- _Extracted records_:

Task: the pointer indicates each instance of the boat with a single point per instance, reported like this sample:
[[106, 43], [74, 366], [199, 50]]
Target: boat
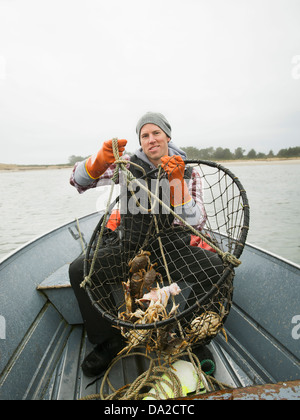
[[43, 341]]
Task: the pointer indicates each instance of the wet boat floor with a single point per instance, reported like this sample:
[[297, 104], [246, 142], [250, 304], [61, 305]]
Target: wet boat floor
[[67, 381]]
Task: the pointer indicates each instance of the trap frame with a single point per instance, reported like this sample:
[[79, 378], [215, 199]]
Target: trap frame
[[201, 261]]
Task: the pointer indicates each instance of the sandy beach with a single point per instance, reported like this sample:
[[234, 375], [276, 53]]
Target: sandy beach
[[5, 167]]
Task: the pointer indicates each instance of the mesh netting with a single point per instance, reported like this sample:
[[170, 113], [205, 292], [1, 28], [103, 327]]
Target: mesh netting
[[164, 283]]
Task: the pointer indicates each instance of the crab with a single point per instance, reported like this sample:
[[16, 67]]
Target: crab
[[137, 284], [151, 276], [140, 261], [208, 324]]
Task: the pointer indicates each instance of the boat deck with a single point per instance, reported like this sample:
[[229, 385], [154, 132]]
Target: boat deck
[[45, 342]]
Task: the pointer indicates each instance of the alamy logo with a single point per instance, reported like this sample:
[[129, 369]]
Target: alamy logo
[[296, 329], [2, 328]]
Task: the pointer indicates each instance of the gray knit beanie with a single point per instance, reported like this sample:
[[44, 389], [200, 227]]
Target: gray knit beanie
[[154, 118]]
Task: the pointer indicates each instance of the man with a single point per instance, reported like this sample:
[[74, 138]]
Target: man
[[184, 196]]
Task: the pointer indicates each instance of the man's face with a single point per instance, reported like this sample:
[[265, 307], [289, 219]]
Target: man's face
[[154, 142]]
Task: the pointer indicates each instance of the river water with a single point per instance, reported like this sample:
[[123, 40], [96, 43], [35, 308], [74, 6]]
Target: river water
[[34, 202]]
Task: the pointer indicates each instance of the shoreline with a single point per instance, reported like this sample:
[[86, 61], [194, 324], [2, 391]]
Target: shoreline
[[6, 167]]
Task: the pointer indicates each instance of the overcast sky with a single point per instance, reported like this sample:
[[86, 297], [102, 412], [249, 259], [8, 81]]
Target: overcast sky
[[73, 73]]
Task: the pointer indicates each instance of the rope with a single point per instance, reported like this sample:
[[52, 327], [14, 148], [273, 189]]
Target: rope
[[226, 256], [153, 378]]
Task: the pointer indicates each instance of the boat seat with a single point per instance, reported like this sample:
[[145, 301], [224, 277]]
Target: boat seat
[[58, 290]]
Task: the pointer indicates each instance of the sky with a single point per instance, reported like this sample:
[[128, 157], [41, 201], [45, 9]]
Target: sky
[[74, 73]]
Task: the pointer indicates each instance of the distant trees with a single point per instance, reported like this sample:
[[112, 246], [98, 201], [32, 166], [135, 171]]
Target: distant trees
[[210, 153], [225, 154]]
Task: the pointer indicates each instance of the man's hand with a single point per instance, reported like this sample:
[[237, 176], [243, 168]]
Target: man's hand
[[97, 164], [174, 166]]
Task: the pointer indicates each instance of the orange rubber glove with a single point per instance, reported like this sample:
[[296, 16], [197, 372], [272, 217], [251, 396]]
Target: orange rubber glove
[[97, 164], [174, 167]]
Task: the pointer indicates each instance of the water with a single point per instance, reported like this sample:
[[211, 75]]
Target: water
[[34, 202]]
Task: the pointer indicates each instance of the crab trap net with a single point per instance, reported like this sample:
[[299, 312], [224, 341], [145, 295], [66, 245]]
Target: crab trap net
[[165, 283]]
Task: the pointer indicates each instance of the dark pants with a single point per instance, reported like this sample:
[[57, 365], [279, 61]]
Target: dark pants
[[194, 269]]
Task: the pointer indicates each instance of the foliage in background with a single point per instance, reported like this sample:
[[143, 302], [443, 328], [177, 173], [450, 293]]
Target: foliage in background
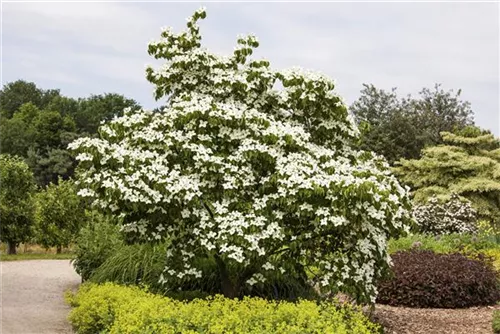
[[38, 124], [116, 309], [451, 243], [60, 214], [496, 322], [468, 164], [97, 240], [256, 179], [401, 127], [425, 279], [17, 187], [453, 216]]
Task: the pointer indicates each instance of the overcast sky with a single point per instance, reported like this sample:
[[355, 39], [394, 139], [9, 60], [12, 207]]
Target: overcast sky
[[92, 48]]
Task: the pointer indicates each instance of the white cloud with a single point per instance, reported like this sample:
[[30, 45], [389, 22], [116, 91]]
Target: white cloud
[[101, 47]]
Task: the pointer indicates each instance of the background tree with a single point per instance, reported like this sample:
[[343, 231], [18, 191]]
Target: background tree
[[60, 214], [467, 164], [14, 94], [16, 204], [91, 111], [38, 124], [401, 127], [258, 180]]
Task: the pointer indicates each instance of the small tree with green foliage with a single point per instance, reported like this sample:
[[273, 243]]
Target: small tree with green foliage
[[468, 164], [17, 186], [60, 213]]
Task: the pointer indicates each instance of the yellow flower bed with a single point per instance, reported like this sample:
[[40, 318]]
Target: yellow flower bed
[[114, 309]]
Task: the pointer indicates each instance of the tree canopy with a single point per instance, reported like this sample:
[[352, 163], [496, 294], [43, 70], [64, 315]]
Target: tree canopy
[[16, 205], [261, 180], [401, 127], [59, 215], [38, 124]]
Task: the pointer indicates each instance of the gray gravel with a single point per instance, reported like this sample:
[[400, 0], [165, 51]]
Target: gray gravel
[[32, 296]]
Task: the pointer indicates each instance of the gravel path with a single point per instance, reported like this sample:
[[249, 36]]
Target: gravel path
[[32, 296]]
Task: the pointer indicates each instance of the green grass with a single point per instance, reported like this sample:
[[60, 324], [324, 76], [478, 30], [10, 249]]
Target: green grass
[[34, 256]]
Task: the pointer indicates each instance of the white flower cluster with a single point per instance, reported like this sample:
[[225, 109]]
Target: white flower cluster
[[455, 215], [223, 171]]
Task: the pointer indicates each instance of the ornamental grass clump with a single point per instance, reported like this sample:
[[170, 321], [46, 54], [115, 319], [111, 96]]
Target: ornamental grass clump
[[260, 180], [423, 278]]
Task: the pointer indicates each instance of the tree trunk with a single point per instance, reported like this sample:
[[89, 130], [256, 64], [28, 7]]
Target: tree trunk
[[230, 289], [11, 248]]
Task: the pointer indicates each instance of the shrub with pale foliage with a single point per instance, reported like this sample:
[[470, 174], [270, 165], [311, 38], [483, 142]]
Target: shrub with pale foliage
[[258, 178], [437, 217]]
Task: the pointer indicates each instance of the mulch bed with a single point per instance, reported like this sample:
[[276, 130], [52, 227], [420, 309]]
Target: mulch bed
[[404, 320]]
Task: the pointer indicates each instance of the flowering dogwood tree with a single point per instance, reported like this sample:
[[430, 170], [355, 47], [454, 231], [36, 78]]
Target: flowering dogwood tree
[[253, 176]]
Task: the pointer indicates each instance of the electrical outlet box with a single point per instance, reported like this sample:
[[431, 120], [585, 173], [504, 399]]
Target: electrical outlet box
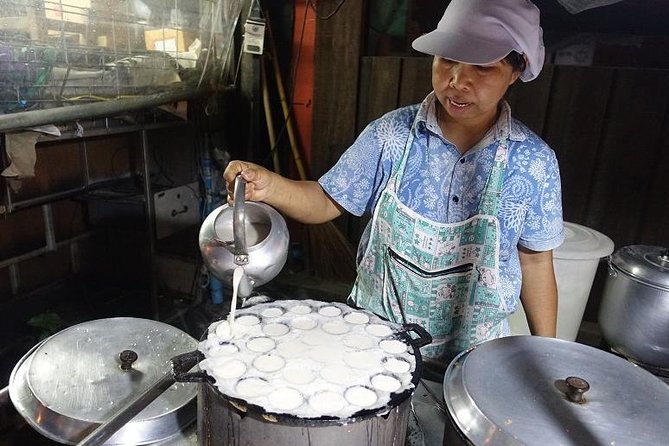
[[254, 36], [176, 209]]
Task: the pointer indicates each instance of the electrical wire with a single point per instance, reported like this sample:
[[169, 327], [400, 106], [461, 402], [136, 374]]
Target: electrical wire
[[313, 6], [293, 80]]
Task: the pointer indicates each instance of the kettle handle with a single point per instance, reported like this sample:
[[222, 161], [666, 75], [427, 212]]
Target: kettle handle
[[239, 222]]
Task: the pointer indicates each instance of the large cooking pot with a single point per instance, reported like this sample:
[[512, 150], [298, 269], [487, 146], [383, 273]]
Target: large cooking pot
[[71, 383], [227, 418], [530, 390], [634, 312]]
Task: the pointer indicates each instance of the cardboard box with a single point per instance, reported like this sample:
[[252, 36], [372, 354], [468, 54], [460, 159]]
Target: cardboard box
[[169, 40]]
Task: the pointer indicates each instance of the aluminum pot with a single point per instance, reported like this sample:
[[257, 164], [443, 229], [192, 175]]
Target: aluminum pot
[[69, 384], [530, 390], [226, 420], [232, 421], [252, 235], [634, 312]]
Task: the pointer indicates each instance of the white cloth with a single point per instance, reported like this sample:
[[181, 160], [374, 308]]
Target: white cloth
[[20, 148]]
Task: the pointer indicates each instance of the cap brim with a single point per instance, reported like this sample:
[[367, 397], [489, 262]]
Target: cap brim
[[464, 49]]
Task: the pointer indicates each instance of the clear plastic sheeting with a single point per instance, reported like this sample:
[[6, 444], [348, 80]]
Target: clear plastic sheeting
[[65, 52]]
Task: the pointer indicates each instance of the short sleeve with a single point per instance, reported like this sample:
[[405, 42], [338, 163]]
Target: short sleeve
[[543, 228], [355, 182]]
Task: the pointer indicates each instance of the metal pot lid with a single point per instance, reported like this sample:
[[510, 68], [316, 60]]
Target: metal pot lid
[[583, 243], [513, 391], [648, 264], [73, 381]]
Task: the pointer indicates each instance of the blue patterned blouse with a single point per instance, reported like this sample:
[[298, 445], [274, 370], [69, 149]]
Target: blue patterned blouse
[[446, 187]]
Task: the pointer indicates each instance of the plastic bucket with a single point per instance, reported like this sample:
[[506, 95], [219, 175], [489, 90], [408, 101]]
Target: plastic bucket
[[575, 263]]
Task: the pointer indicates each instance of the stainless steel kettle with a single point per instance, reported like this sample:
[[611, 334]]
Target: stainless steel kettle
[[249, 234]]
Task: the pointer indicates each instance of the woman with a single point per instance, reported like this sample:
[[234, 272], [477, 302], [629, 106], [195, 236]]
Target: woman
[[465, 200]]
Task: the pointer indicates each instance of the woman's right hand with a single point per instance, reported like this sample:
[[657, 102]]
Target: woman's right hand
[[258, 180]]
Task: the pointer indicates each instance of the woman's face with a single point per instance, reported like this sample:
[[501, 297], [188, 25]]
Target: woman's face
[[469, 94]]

- _Problem_: Copy the records above exactly, from the first line through the line containing "[[79, 378], [215, 199]]", and leave out the pictures.

- _Task response_:
Task: the pointer indicates each instance of the boat with a single point per instance, reported like this sample:
[[106, 43], [74, 366], [199, 50]]
Target: boat
[[43, 341]]
Task: the pointer indicates each instance of the wet boat floor with a single point per instance, reported like this sample:
[[297, 104], [246, 142], [250, 304], [61, 305]]
Target: wet boat floor
[[67, 381]]
Task: the pointer indicates each instance of the trap frame with a single point per instance, reported like this sample:
[[79, 378], [215, 199]]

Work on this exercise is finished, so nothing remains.